Task requirements
Set down the line that contains "Pick-planner input: for every instance of the drawer" and every line after it to the end of the entries, exactly as they stand and nothing more.

Labeled-object pointing entries:
=====

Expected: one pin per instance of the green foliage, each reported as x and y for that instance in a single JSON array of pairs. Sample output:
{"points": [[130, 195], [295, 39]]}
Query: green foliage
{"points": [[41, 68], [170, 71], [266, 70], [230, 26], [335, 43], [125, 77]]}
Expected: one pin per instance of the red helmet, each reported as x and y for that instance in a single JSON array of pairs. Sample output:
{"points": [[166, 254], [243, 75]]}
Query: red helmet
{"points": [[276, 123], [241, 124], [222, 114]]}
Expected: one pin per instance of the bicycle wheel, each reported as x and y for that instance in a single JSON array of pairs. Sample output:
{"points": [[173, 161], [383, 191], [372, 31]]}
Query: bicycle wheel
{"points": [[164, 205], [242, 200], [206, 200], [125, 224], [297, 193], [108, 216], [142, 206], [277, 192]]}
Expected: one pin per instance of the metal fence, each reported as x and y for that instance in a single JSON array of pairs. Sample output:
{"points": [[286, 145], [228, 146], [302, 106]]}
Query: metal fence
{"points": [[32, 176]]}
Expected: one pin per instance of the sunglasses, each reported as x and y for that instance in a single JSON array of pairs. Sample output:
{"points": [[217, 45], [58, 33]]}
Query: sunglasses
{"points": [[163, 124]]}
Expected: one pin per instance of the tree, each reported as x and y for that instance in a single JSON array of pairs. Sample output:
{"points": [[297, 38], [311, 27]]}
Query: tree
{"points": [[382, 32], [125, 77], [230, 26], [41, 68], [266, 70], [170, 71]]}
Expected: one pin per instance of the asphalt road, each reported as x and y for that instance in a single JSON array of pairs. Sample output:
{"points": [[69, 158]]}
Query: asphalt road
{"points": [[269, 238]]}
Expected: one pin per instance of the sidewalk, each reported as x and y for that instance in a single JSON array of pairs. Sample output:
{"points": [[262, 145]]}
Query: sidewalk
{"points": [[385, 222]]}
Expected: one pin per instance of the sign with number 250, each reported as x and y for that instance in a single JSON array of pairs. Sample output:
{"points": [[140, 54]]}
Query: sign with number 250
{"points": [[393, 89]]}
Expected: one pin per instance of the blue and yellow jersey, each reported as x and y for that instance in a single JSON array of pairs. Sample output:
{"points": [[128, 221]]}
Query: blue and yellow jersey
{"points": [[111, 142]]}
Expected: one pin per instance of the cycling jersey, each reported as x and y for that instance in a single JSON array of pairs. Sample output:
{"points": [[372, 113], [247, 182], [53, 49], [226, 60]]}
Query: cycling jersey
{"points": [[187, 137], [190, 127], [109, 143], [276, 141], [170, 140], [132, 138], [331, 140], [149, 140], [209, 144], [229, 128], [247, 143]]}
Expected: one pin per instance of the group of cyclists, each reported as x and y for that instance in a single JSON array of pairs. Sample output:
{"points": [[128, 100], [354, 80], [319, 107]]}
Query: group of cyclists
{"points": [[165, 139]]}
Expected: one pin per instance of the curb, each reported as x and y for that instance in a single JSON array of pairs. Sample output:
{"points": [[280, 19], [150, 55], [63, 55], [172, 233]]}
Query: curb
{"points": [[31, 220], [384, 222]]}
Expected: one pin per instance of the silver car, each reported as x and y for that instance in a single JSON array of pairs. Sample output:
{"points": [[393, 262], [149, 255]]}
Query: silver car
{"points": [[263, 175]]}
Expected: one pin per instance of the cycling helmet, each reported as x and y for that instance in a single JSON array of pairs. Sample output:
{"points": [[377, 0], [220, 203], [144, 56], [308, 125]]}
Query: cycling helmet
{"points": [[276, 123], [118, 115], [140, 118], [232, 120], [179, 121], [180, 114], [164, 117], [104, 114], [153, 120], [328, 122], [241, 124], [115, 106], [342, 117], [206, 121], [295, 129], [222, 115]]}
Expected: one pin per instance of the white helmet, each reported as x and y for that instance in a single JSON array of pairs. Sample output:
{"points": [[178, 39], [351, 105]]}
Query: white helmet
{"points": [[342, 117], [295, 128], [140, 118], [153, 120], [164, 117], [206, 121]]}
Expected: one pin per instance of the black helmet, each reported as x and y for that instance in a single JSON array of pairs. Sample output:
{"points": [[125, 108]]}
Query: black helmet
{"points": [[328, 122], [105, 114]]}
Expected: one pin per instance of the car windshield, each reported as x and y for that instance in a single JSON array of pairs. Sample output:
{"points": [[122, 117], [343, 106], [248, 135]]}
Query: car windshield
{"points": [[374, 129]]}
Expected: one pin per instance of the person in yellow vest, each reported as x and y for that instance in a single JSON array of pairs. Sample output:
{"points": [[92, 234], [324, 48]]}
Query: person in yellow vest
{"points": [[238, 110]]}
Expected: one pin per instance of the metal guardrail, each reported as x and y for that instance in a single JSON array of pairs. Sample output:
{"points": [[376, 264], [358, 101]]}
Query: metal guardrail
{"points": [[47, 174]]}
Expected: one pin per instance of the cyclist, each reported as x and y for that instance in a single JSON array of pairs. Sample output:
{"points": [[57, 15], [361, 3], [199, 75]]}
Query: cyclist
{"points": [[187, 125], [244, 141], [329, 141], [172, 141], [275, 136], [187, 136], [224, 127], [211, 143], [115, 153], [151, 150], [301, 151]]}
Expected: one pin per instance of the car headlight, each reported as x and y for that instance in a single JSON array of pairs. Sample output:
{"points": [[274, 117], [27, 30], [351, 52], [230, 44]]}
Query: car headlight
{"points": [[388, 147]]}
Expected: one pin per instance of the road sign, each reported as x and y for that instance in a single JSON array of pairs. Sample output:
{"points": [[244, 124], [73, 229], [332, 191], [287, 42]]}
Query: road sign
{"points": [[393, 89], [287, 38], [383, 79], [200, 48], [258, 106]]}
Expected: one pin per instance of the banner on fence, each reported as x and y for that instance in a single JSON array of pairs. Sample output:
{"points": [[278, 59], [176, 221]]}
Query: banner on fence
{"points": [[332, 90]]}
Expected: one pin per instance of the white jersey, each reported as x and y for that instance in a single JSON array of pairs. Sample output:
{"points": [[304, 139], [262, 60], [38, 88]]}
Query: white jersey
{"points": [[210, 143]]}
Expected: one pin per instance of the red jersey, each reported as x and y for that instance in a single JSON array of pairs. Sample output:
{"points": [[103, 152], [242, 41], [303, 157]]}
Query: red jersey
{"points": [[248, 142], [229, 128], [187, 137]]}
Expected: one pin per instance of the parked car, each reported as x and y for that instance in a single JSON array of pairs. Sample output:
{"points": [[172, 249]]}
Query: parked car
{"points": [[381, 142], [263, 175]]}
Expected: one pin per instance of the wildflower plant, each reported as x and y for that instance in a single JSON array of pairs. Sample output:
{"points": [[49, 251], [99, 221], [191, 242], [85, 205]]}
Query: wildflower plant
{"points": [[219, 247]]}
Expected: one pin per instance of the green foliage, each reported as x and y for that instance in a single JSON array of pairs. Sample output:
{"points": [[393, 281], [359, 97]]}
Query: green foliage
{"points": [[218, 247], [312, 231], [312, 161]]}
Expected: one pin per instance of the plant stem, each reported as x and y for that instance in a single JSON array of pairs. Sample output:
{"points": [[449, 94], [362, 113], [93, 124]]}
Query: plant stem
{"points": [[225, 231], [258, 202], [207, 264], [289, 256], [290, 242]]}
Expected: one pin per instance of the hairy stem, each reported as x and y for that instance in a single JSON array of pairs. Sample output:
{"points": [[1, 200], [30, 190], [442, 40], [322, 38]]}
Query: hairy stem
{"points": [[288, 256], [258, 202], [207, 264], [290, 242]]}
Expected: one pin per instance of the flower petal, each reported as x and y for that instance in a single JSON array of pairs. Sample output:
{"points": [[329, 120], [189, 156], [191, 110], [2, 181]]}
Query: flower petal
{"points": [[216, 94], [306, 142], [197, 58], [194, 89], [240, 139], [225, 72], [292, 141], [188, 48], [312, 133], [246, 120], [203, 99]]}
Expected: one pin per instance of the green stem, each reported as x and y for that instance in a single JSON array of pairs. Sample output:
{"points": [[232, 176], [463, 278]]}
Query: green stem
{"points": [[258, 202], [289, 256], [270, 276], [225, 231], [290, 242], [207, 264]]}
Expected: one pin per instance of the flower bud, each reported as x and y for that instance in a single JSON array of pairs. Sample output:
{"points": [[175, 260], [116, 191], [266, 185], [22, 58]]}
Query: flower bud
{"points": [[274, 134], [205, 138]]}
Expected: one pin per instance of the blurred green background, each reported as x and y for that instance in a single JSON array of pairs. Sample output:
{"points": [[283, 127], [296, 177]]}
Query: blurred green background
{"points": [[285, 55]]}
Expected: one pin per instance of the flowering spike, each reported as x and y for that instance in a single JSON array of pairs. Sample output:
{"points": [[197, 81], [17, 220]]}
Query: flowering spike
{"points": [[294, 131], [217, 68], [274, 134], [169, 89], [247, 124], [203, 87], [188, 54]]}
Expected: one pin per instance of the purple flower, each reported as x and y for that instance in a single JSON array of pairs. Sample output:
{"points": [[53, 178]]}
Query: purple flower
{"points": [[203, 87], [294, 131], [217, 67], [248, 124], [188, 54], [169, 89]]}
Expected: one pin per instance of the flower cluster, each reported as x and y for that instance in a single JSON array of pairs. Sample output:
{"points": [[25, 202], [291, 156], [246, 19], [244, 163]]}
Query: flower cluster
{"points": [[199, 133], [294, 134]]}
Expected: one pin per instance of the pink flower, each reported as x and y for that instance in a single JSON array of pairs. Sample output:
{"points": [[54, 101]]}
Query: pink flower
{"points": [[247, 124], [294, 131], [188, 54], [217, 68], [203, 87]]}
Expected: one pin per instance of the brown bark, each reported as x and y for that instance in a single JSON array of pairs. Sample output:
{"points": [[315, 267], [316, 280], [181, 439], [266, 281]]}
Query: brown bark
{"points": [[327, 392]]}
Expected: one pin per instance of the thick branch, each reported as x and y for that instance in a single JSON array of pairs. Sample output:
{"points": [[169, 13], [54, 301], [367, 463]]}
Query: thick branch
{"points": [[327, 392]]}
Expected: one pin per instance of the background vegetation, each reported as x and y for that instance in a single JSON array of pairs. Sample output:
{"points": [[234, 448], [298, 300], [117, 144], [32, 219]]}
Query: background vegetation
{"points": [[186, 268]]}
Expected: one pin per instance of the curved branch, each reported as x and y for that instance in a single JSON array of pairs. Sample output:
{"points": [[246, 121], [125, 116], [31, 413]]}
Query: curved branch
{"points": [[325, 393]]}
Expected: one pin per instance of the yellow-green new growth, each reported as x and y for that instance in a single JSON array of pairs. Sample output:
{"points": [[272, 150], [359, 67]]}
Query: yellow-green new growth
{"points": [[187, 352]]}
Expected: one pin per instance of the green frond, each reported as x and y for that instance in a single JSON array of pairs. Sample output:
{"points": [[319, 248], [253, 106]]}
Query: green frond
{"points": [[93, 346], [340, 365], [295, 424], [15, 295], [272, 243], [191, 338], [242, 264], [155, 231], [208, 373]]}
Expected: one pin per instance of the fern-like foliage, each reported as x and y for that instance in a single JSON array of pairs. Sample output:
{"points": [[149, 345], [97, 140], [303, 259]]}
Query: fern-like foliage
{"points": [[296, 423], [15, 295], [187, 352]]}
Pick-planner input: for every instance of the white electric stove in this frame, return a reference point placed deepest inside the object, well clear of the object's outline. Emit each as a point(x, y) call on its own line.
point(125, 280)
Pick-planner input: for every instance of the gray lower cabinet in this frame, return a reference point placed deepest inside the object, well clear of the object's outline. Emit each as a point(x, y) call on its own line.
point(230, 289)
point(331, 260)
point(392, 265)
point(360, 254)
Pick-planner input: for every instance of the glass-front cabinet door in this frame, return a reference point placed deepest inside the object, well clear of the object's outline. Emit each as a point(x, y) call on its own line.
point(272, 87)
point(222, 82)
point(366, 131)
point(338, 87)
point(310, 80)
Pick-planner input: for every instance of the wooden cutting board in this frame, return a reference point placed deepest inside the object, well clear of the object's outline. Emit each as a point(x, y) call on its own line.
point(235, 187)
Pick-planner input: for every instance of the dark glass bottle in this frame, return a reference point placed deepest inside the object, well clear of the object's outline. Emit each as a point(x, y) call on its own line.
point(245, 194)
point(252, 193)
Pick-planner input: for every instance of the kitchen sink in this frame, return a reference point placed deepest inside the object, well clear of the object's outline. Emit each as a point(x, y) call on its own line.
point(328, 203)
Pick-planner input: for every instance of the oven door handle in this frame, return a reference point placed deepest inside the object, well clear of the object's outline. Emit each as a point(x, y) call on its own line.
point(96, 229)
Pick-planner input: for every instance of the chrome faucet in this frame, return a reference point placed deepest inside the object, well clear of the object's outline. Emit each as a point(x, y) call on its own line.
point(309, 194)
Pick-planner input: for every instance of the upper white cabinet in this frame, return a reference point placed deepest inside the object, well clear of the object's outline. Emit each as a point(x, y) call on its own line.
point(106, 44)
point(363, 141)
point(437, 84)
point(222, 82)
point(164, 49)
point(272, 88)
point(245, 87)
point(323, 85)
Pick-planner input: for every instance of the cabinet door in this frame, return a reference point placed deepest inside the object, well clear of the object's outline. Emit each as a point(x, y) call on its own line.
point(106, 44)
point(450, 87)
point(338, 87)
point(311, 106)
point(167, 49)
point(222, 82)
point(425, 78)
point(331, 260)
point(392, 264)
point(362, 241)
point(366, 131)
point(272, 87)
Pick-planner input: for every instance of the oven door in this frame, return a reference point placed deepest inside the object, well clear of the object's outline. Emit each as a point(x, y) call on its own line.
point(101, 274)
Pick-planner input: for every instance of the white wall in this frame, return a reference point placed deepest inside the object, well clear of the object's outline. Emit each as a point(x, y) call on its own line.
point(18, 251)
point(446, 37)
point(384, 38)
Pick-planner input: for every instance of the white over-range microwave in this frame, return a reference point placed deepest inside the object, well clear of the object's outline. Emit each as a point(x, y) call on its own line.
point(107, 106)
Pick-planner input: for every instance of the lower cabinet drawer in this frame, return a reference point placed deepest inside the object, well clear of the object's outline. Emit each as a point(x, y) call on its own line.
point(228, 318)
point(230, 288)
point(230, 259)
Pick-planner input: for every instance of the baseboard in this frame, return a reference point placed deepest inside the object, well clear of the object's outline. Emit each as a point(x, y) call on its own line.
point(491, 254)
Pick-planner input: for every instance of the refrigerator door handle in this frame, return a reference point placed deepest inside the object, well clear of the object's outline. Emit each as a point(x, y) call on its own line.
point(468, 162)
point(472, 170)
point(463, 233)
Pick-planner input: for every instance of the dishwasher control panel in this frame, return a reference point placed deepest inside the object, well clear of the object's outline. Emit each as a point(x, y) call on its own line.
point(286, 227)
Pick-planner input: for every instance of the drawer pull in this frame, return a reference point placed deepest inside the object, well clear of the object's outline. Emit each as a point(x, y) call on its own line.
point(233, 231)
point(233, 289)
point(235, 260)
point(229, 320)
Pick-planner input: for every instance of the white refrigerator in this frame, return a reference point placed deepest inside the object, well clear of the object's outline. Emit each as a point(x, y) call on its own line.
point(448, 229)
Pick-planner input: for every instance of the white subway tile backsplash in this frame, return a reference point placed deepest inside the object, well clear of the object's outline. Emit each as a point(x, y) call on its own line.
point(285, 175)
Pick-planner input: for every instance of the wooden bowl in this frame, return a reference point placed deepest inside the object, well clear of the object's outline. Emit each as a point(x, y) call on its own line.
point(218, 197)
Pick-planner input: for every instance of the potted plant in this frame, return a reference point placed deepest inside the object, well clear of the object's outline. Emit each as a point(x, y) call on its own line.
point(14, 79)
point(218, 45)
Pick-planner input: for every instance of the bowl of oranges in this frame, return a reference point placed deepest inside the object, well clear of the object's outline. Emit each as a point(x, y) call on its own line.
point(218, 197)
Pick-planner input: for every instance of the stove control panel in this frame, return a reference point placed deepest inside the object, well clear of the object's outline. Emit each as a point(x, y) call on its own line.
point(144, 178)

=====

Answer below
Pick-planner input: for every instance of the drawer pull in this frame, return a reference point placed deepest inside the object, well clear of the object's outline. Emit each as a point(x, y) call on its own line.
point(233, 231)
point(233, 289)
point(235, 260)
point(229, 320)
Pick-planner input: for every instance of the white refrigerator in this frame, return a reference point placed deepest inside the object, well clear of the object's outline. Emit each as a point(x, y) call on its own line.
point(448, 229)
Pick-planner input: for every instance of the white subway tile backsplash in this frame, return a reference point placed deepest inside the object, well clear of the object's outline. Emit each as a point(x, y) call on its own line.
point(285, 175)
Pick-planner input: for every instance of the wooden bowl in this frame, return a reference point placed deepest inside the object, well clear of the object's outline. Emit each as a point(x, y) call on its own line.
point(218, 197)
Pick-planner input: for every instance of the potted plant in this frame, return a reference point placed deepest inside the object, well clear of the object's outline. Emit each as a point(x, y) call on its own line.
point(14, 79)
point(218, 45)
Pick-planner input: for every instance of the bowl of oranges in this frame, return a reference point placed deepest inside the object, well clear of the object's outline. Emit each as a point(x, y) call on its own line.
point(218, 197)
Pick-planner input: for every instance of the stove control panel in this frame, return a reference point placed deepest inside the object, well clear of the object's outline. Emit each as a point(x, y) call on its own line.
point(144, 178)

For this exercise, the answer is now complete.